▸ **DIE AUFGABE**:
Schreibe die Zeilen unten unverändert ab. Beginne bei der Zeile, die „Annotate blurred background“ enthält, und hör nach der Zeile auf, die „0,182,39,570“ enthält.

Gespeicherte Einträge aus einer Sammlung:
★ ★ ★ ★

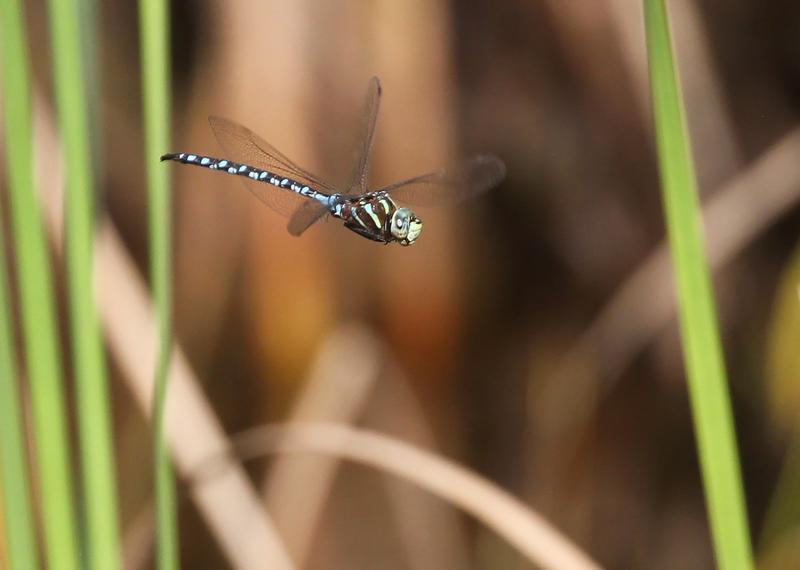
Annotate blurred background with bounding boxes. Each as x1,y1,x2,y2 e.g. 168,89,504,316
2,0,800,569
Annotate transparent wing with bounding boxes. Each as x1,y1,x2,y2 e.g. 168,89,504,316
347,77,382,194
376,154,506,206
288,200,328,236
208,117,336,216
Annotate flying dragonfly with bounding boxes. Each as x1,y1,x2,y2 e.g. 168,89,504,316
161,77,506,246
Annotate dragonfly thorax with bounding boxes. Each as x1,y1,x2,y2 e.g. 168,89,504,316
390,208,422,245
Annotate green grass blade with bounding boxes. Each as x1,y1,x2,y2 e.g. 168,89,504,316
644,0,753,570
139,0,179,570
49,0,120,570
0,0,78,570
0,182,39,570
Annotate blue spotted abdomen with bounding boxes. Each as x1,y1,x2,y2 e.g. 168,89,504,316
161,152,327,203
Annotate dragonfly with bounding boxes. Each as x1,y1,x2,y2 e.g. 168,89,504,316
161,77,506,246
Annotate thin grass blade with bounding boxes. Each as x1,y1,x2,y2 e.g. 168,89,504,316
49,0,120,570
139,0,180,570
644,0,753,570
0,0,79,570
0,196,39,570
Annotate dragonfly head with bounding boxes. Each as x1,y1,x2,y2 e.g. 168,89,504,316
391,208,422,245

★ ★ ★ ★

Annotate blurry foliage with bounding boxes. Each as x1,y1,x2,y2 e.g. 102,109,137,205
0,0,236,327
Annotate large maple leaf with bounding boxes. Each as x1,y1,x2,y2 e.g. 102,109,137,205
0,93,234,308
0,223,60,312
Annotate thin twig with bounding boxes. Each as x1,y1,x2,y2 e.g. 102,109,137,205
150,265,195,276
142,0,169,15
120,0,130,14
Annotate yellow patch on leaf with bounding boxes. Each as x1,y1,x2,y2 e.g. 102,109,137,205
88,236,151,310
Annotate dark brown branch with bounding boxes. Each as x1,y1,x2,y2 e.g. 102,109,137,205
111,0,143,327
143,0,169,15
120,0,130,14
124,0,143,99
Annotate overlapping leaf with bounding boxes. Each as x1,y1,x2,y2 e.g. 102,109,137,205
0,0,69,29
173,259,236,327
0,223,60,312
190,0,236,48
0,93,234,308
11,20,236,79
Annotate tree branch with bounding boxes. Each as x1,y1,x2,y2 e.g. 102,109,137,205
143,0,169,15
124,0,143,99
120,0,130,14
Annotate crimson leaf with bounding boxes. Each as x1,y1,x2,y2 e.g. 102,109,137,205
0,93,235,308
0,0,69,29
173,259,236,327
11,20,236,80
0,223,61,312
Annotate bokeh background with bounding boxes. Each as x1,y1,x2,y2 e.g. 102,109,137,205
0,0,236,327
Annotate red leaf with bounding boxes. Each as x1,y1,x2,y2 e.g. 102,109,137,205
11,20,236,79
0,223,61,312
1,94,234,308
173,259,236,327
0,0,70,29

★ ★ ★ ★

▸ **ANTWORT**:
Annotate blurred background with bounding boxes. Each as x1,y1,x2,y2 e.g. 168,89,504,316
2,0,800,569
Annotate transparent wing with bounding boxes. Each as x1,y1,x2,y2 e.g. 168,89,504,316
347,77,382,194
376,154,506,206
288,200,328,236
208,117,336,216
Annotate flying dragonfly with bounding boxes. Each as x1,y1,x2,y2 e.g. 168,89,504,316
161,77,506,246
Annotate dragonfly thorax with bounding boxes. Each as x1,y1,x2,y2 e.g. 168,89,504,316
390,208,422,245
Annotate green grass blade with bounding boxes. Each as x1,y1,x2,y2 e.g. 168,89,504,316
644,0,753,570
139,0,179,570
49,0,120,570
0,0,78,570
0,182,39,570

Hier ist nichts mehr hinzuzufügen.